Task prompt – Output the lines from the start of the segmentation mask data through the line containing "positive clicks: (480, 595)", that line included, as a Markdown table with the columns Row and Line, omitting any blank lines.

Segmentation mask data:
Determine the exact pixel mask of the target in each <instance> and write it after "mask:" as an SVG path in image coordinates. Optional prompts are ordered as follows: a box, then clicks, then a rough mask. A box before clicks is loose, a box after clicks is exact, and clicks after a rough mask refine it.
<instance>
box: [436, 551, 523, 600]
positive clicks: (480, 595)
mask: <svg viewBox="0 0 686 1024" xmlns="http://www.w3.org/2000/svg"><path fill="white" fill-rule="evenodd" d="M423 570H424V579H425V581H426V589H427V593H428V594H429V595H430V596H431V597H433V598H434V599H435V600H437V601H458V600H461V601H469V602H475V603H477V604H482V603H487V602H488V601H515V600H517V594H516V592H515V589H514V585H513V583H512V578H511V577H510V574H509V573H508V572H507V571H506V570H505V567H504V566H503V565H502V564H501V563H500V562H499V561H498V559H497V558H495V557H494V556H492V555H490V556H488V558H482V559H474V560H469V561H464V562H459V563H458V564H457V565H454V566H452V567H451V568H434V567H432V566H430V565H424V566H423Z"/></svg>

Expected answer –
| Row | Line |
|---|---|
| 1 | Determine the exact pixel mask of the target in each <instance> and write it after "mask:" as an SVG path in image coordinates. Optional prompts are ordered as follows: a box, then clicks, then a rough mask. A box before clicks is loose, a box after clicks is exact, and clicks after a rough mask refine it. |
| 2 | <instance> |
| 3 | box: [436, 551, 523, 600] |
| 4 | positive clicks: (480, 595) |